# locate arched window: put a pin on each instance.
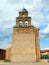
(20, 24)
(26, 23)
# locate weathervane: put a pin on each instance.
(23, 2)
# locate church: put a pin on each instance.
(25, 40)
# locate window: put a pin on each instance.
(20, 24)
(26, 23)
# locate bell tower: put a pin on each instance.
(25, 40)
(23, 20)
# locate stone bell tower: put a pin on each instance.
(25, 40)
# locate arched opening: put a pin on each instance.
(26, 23)
(20, 24)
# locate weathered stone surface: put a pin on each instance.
(25, 40)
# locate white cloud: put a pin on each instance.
(46, 30)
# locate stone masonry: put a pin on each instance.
(25, 40)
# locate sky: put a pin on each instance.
(38, 10)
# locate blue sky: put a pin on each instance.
(38, 10)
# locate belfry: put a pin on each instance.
(25, 40)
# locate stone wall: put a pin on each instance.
(23, 48)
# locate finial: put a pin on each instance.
(23, 3)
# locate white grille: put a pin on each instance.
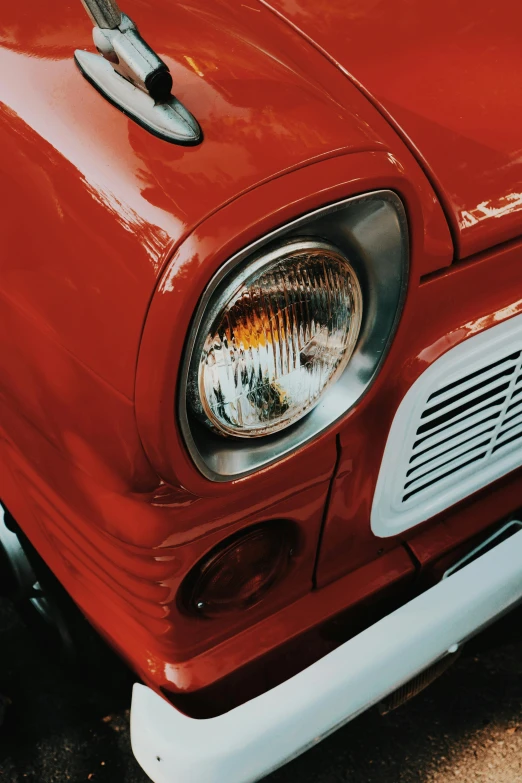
(457, 429)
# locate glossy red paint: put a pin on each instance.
(108, 238)
(447, 77)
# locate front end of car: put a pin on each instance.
(260, 418)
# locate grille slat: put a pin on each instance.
(444, 454)
(468, 427)
(475, 378)
(472, 416)
(500, 384)
(458, 428)
(450, 465)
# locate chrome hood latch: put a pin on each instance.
(132, 76)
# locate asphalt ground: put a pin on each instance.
(466, 727)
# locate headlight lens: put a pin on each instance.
(275, 339)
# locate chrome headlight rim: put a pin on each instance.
(371, 230)
(222, 296)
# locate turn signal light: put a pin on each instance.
(239, 572)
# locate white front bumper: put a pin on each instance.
(248, 742)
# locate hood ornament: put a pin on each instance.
(132, 76)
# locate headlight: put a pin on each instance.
(275, 338)
(283, 330)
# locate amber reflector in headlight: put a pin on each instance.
(275, 339)
(238, 573)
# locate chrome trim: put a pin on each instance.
(132, 77)
(103, 13)
(372, 231)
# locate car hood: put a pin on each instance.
(448, 75)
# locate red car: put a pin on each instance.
(261, 351)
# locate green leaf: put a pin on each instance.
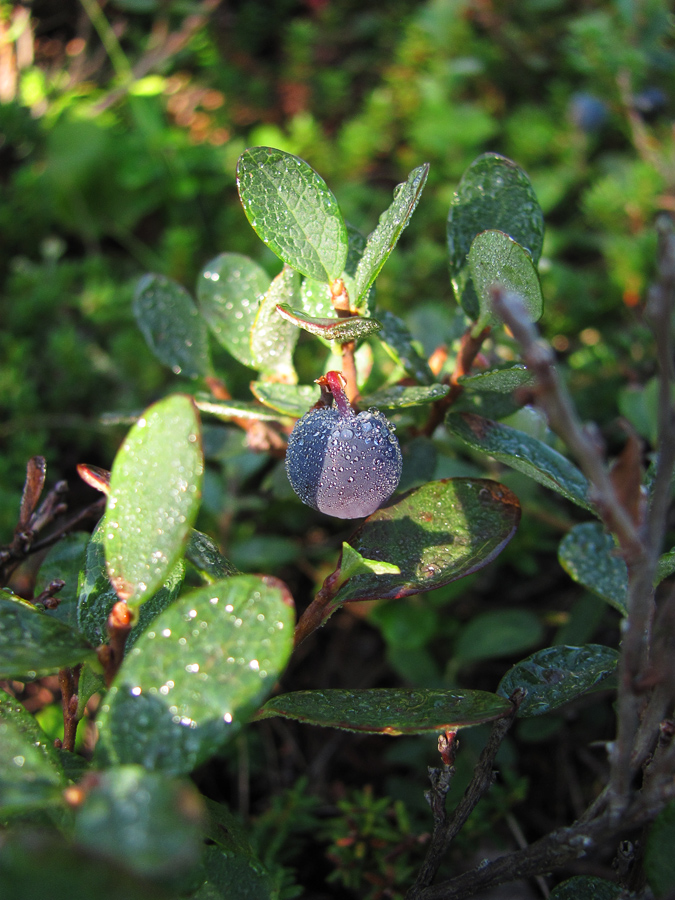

Exercise details - Print out the material word for word, omitting the pictures.

Answer for this exercise -
# locate arched window: put a pin on each instance.
(20, 24)
(26, 23)
# locate weathervane: put a pin on each instance.
(23, 2)
# locate church: put a pin on each instance.
(25, 40)
# locate window: put a pin on each instance.
(20, 24)
(26, 23)
# locate bell tower: put a pin on each instance.
(25, 40)
(23, 20)
# locate stone bell tower: put a pin on each instance.
(25, 40)
# locate arched opening: put a pin on each instance.
(26, 23)
(20, 24)
# locate weathered stone surface: put a pin on each instance.
(25, 40)
# locate white cloud: put a pin on each instance.
(46, 30)
# locate stone masonry: put a pin on each instance.
(25, 40)
# locate sky: put a pin on each instance.
(38, 10)
# locate blue sky: put a pin on each instance.
(38, 10)
# locate belfry: put a pin on each instance.
(25, 40)
# locate stone wall: put a pin on each instance.
(23, 48)
# locate finial: put a pin on each instance.
(23, 3)
# locate white grille: put a pin on each instance.
(457, 429)
# locate glossy red paint: put a pin on each instance.
(108, 238)
(447, 77)
# locate front end of car: put a pin on each instance.
(260, 418)
# locate grille slat: put a pin on each instance.
(444, 454)
(468, 427)
(475, 378)
(472, 416)
(500, 384)
(458, 428)
(450, 465)
# locate chrome hood latch: put a pin on each instance.
(132, 76)
# locate asphalt ground: put a pin on each instance.
(466, 727)
# locate headlight lens: put a pin on each instance.
(275, 339)
# locate chrome headlight rim: put a pin on each instance.
(371, 230)
(222, 296)
# locate turn signal light: put a pin on each instance.
(239, 572)
# locate white front bumper: put a pin on each instance.
(248, 742)
# locate hood ornament: put a pin on each instance.
(132, 76)
# locate headlight: put a pin on each instance.
(275, 338)
(283, 330)
# locate amber reflector in headlight: put a pin on each instance.
(275, 339)
(238, 573)
# locate chrome trim: put a pin on each instance.
(132, 77)
(103, 13)
(372, 231)
# locate car hood: put a pin on each instance.
(448, 75)
# locate red car: put a pin on each instance.
(261, 351)
# locate green leaf: put a pin on each instance.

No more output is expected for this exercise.